■ TAREFA A
Segundo o trecho selecionado, como o amigo Tião chamava a escola?
■ TAREFA B
Traduza para o inglês esta frase do trecho selecionado: "Essas medidas iam da “repreensão registada” à “expulsão da escola”."
■ TAREFA C
Reproduza sem alterações a parte do trecho selecionado que abre com as palavras que contêm "O meu amigo" e fecha com "ensino à distância.".

■ TRECHO SELECIONADO
◆ ◆ ◆ ◆

Imperatriz, 27 de agosto de 2040

O meu amigo Tião dizia que a escola era o “serviço militar obrigatório aos seis anos”. Pelo agosto de há vinte anos, se escutava a irresponsável ladainha do “regresso às aulas”, o retorno ao presencial do “serviço militar obrigatório aos seis anos”. A sinistra Direção-geral dos Estabelecimentos Escolares (Dgeste), num ridículo documento intitulado “Orientações gerais relativas aos direitos e deveres dos alunos e ao seu acompanhamento, no âmbito das atividades letivas presenciais e não presenciais”, determinava que os alunos voltassem a poder ser penalizados quando tivessem faltas injustificadas às aulas presenciais ou às sessões síncronas do inútil ensino à distância.

Em próxima carta, talvez comente o famigerado “Estatuto do Aluno”, um documento perverso, que permitia à Dgeste formular ameaças: “O incumprimento dos deveres por parte do aluno é susceptível de aplicação de medidas disciplinares sancionatórias, nos termos previstos no Estatuto do Aluno”. Essas medidas iam da “repreensão registada” à “expulsão da escola”. Os artigos do Estatuto do Aluno mencionados explicitamente nas “Orientações” referiam-se às “faltas injustificadas” e suas consequências, quando ultrapassassem os limites definidos.

Um gestor “puxa-saco” do ministério assim comentou o pérfido documento da Dgeste: “Não tem objetivos persecutórios, mas sim claramente pedagógicos”. O que seria persecutório para esse funcionário? E que pedagogia evocava esse ignorante?

Um diretor de escola pedagogo atento e sem tiques persecutórios – eram raros, mas também os havia – também comentou esse lamentável documento: “É um documento elaborado por alguém que acha que pode passar por cima da autonomia das escolas! Nem sequer está assinado.”

A Paula estava preocupada, pois pretendia manter o seu filho protegido da covid-19. Não queria que fosse obrigado a “regressar às aulas”, sem garantia de proteção contra o risco de contágio. E, sobretudo, sem proteção relativamente aos malefícios de um isolamento social em sala de aula – a escola da aula já causara desgraça maior do que a pandemia!

◆ ◆ ◆ ◆

■ REGISTROS
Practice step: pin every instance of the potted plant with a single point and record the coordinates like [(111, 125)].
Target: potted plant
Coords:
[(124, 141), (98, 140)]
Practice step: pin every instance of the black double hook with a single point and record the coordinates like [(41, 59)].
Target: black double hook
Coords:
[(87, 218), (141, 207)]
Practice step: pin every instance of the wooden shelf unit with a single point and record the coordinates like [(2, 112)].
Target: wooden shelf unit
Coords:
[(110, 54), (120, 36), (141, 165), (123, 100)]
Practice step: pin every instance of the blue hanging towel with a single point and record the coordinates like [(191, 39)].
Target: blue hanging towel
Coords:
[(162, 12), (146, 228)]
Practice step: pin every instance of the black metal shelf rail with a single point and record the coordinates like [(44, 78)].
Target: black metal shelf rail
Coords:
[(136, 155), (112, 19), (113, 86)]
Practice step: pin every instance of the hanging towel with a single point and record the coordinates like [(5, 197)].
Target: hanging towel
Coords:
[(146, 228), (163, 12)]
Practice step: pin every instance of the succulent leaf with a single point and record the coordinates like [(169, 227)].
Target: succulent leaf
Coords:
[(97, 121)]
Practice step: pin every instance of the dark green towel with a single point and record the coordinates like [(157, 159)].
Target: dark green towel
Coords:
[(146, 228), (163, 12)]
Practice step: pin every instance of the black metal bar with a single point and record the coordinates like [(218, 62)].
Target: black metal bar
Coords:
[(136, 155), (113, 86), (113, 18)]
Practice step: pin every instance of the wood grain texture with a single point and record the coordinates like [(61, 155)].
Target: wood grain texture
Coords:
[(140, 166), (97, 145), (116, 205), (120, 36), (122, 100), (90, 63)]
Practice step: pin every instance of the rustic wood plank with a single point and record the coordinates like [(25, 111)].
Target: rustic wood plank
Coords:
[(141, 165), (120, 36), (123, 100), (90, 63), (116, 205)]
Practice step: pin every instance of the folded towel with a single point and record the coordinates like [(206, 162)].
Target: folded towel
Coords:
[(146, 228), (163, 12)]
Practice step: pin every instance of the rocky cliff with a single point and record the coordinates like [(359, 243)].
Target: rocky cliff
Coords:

◆ ◆ ◆ ◆

■ RESPOSTA A
De "serviço militar obrigatório aos seis anos".

■ RESPOSTA B
These measures ranged from a "recorded reprimand" to "expulsion from school."

■ RESPOSTA C
O meu amigo Tião dizia que a escola era o “serviço militar obrigatório aos seis anos”. Pelo agosto de há vinte anos, se escutava a irresponsável ladainha do “regresso às aulas”, o retorno ao presencial do “serviço militar obrigatório aos seis anos”. A sinistra Direção-geral dos Estabelecimentos Escolares (Dgeste), num ridículo documento intitulado “Orientações gerais relativas aos direitos e deveres dos alunos e ao seu acompanhamento, no âmbito das atividades letivas presenciais e não presenciais”, determinava que os alunos voltassem a poder ser penalizados quando tivessem faltas injustificadas às aulas presenciais ou às sessões síncronas do inútil ensino à distância.